• TASK: Sort through the entries below and pull out lines containing the word "sweatshirt".

(Point localization data)
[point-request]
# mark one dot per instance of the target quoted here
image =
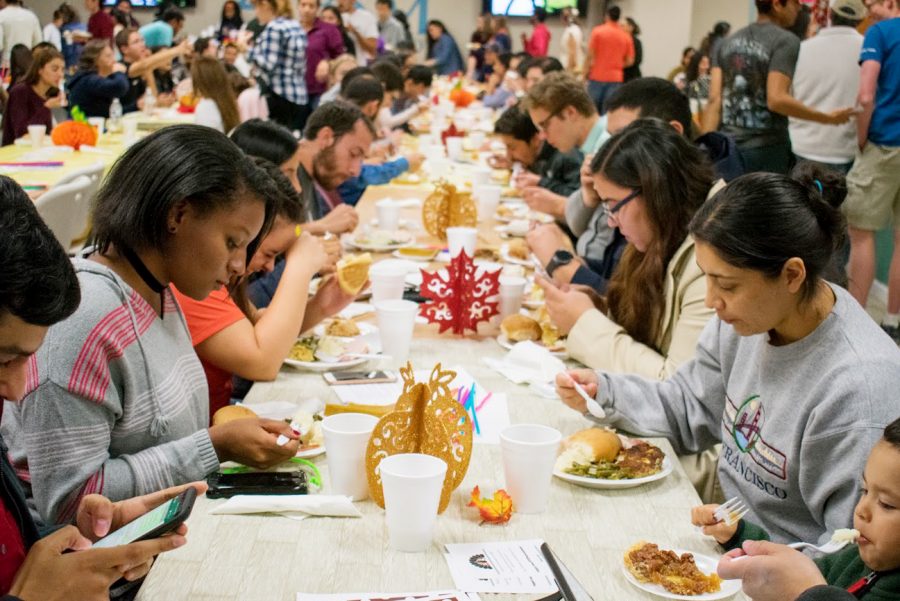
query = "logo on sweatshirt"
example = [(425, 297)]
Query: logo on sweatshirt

• RESULT FOR THIS TASK:
query = "logo on sweatshirt"
Query: logo on sweatshirt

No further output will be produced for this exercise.